» **What to produce**: All lines of the entries with "square" in them must be listed.
** Opening Input records block **
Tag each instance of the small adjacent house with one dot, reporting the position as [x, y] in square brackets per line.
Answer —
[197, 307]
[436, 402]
** Closing Input records block **
** Opening Input records block **
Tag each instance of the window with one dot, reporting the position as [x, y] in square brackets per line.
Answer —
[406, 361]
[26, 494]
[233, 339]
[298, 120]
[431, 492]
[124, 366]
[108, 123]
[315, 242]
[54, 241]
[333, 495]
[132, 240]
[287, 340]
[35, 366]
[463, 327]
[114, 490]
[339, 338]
** Closing Input records block **
» **Response area**:
Tag each instance of the small adjacent house with one dot, reporting the position as [x, y] in square brackets per line.
Tag each instance of the window with one dot, reporting the position as [x, y] in square brackets per line.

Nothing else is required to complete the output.